▸ **ZIEL DER ÜBUNG**
Schreibe die Zeilen wortgetreu ab, beginnend mit der ersten und endend mit der Zeile, die „column 489, row 237“ enthält, beide eingeschlossen.

▸ **Zeigeeinträge für benannte Objekte**

········

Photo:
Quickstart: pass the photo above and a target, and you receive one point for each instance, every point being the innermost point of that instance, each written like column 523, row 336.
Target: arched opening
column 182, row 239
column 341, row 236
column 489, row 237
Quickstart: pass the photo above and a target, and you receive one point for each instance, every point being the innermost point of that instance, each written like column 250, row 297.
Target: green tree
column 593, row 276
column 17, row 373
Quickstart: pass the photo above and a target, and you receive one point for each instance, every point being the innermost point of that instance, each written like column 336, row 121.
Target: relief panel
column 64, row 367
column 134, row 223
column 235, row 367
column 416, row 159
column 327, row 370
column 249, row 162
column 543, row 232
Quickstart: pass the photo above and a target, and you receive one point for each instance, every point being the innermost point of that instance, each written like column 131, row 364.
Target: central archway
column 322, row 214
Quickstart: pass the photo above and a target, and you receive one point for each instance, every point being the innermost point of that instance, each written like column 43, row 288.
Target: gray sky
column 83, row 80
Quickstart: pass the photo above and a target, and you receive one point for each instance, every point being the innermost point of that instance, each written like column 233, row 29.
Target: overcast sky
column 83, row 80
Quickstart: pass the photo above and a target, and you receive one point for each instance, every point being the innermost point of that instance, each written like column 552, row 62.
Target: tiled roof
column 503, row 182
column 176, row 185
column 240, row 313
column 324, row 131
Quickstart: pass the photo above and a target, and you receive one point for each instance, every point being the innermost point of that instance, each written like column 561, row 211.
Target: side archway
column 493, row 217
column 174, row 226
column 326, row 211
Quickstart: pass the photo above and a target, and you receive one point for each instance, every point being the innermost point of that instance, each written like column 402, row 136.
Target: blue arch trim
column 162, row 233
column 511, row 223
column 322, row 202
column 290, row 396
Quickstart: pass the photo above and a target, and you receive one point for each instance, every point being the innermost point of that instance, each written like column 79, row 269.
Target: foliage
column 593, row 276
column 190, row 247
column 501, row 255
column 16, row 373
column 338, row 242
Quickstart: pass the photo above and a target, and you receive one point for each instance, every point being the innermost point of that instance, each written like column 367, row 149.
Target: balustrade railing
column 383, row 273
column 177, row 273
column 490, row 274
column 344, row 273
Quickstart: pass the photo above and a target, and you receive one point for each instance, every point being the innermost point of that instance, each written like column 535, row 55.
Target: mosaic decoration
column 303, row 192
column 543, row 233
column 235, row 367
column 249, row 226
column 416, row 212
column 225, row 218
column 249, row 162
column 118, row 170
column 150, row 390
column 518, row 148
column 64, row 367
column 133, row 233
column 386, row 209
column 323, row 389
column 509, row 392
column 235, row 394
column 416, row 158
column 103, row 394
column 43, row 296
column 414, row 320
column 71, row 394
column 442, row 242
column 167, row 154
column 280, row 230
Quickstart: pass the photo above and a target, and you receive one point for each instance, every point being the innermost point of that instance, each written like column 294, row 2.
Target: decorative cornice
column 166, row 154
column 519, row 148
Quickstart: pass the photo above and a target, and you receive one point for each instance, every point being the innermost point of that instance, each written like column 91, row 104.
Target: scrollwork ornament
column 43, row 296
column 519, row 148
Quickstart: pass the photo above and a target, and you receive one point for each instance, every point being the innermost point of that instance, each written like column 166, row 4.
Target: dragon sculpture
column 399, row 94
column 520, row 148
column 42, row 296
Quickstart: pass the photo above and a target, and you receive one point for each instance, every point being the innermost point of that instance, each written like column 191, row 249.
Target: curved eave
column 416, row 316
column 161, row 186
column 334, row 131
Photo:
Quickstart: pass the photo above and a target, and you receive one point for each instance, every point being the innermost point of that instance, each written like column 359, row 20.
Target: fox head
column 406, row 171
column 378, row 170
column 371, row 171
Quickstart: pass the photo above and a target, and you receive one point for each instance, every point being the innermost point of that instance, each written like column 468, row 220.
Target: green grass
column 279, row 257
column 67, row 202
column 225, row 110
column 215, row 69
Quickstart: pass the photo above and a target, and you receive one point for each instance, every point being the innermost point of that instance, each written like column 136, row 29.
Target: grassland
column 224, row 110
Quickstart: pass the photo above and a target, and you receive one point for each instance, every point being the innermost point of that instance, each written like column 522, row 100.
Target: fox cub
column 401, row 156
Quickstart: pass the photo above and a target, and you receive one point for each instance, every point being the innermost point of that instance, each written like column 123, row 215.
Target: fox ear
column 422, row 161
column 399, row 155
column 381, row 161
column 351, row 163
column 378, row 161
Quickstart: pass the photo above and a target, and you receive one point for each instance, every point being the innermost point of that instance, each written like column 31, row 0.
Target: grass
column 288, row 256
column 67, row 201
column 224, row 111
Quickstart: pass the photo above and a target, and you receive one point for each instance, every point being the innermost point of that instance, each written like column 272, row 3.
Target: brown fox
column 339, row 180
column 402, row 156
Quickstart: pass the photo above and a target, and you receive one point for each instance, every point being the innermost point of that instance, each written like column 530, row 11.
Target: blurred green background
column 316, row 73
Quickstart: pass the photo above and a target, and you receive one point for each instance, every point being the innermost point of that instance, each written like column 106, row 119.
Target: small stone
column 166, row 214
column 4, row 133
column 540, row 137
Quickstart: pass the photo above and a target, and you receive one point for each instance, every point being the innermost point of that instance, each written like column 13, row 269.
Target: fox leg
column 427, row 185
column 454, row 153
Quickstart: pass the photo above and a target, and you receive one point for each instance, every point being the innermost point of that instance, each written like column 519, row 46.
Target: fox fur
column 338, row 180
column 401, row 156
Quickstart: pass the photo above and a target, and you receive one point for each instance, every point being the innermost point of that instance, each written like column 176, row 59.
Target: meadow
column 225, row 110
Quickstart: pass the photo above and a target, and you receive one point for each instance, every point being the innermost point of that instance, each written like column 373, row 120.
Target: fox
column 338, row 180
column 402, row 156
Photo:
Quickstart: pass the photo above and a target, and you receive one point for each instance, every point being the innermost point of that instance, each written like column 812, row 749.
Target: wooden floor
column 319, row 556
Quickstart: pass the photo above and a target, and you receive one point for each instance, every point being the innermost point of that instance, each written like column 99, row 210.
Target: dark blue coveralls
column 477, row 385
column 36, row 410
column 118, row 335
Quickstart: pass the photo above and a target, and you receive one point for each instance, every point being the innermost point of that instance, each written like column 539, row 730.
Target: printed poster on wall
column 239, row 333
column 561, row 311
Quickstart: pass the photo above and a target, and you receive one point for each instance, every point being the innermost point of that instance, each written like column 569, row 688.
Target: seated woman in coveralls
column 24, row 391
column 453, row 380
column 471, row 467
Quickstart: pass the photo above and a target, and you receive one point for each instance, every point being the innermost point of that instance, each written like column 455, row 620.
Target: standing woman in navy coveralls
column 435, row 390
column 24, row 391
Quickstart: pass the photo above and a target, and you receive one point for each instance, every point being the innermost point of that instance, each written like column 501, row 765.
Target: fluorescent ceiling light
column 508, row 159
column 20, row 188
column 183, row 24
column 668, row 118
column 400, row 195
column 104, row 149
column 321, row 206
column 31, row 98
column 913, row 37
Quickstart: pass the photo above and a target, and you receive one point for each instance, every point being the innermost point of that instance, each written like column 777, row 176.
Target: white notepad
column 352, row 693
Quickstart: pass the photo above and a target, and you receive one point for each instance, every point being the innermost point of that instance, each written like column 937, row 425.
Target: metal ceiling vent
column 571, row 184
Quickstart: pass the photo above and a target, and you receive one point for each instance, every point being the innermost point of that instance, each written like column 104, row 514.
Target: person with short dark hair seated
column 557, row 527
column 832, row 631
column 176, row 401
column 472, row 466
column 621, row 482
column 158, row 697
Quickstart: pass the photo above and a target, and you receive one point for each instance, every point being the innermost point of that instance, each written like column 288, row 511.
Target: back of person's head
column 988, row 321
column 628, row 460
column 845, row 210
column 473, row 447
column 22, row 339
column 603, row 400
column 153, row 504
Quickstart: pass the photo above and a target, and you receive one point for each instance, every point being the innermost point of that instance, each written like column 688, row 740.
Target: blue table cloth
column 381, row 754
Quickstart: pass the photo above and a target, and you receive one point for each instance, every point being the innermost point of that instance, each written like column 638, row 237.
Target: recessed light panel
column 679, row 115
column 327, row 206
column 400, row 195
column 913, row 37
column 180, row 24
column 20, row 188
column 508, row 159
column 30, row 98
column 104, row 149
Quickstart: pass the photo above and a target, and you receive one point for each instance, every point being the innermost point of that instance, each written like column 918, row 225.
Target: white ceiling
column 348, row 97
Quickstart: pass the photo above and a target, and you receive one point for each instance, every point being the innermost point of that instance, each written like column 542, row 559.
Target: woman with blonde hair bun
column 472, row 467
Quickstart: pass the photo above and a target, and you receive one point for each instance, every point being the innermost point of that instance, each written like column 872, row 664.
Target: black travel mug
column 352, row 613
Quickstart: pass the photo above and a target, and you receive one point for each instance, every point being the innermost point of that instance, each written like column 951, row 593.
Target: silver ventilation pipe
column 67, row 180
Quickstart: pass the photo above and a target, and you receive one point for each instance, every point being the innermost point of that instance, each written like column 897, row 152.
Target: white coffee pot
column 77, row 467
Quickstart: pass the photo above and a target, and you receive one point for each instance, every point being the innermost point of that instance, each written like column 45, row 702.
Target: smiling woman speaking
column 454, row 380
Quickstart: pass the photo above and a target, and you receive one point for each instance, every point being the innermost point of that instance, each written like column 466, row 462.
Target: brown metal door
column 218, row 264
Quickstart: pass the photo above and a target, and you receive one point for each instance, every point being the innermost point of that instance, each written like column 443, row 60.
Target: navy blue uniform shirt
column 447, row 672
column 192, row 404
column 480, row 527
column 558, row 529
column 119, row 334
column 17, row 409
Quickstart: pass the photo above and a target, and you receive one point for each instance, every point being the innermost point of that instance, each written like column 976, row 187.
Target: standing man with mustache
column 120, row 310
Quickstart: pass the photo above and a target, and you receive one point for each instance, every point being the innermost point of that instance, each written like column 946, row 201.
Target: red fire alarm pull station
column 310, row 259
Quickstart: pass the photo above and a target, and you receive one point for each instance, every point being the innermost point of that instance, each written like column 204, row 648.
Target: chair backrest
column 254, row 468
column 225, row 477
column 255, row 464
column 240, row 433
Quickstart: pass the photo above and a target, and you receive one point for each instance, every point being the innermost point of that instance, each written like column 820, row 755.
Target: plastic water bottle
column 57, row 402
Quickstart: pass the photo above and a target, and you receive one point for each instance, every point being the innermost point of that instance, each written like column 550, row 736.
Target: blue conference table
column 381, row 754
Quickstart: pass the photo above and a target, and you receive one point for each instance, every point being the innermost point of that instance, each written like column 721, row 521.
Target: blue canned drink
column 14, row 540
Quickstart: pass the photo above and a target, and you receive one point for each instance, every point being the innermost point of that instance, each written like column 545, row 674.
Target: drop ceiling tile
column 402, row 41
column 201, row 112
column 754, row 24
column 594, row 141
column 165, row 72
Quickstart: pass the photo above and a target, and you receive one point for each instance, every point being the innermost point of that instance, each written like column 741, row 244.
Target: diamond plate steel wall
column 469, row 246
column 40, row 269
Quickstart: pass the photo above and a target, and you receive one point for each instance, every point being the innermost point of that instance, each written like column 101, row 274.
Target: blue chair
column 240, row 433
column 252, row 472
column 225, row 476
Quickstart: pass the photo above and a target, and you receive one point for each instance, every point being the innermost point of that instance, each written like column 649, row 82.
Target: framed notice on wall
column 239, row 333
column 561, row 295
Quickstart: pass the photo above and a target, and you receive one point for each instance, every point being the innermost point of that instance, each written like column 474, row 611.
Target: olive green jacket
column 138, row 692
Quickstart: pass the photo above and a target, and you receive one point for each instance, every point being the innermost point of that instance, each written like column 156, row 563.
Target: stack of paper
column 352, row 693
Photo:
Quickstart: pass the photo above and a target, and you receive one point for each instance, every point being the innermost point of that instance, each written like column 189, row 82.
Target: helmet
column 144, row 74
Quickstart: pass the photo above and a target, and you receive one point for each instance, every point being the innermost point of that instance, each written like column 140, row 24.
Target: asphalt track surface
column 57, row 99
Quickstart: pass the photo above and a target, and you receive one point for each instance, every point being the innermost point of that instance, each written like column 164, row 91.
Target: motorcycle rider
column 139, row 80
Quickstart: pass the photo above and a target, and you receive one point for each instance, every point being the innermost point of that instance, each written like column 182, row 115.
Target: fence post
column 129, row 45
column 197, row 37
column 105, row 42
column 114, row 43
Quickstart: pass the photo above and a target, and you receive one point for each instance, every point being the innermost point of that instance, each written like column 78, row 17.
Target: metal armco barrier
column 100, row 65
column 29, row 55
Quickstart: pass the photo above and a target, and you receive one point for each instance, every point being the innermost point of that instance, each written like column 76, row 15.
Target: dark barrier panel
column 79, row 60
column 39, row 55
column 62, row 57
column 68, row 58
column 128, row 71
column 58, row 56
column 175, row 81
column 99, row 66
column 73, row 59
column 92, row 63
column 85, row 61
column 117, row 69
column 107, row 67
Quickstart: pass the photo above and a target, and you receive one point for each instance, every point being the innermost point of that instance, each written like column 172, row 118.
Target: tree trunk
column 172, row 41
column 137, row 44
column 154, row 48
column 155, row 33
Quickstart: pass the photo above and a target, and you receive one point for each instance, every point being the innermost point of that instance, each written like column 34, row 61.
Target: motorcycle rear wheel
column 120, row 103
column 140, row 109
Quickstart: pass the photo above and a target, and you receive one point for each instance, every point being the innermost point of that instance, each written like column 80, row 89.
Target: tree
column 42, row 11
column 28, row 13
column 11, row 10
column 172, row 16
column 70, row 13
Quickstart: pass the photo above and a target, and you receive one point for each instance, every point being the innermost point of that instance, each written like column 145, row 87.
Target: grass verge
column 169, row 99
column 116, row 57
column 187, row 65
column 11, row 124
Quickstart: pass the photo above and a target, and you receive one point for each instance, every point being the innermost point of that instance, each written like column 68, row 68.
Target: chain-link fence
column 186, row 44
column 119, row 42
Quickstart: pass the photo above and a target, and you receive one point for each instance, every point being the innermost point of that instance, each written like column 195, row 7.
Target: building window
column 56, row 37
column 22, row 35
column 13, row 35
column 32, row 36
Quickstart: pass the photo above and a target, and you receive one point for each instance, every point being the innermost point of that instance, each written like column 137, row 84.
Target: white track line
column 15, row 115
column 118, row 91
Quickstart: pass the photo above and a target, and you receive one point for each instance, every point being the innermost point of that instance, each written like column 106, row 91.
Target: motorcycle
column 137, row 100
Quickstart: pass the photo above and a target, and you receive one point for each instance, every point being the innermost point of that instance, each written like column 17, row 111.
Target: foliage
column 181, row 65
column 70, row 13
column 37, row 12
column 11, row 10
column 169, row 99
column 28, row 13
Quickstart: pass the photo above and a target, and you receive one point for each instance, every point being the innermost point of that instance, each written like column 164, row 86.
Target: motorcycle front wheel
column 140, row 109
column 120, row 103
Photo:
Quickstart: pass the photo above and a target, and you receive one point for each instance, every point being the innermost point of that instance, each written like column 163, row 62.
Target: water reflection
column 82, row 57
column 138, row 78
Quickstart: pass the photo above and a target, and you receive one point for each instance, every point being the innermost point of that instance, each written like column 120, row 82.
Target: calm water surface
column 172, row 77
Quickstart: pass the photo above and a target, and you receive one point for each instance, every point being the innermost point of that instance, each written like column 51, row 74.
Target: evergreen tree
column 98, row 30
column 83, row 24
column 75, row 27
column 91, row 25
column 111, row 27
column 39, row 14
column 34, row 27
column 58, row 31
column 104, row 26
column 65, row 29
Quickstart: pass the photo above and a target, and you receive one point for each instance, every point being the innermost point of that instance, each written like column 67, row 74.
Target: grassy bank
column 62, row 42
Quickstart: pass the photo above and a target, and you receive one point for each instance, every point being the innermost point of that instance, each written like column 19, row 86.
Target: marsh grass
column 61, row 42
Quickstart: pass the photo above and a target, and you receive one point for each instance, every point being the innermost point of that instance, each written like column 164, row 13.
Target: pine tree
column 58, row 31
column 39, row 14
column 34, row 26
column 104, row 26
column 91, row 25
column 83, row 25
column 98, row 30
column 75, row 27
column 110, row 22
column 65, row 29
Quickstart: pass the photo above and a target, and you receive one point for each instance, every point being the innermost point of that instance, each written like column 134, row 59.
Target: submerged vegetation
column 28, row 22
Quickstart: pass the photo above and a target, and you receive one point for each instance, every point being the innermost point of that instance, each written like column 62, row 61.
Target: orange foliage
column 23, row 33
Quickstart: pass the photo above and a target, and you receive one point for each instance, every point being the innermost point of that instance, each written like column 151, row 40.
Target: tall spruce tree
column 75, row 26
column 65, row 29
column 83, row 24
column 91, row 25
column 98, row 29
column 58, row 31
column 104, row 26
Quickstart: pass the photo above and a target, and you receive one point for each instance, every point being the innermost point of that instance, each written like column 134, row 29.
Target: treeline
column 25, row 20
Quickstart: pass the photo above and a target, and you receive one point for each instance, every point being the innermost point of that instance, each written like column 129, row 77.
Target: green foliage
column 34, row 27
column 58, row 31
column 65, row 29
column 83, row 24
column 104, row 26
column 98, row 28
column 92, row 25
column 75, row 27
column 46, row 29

········

▸ **ALS ANTWORT**
Photo:
Quickstart: pass the photo above and a target, and you receive one point for each instance, every point being the innermost point of that instance, each written like column 523, row 336.
Target: arched opening
column 182, row 239
column 341, row 236
column 489, row 237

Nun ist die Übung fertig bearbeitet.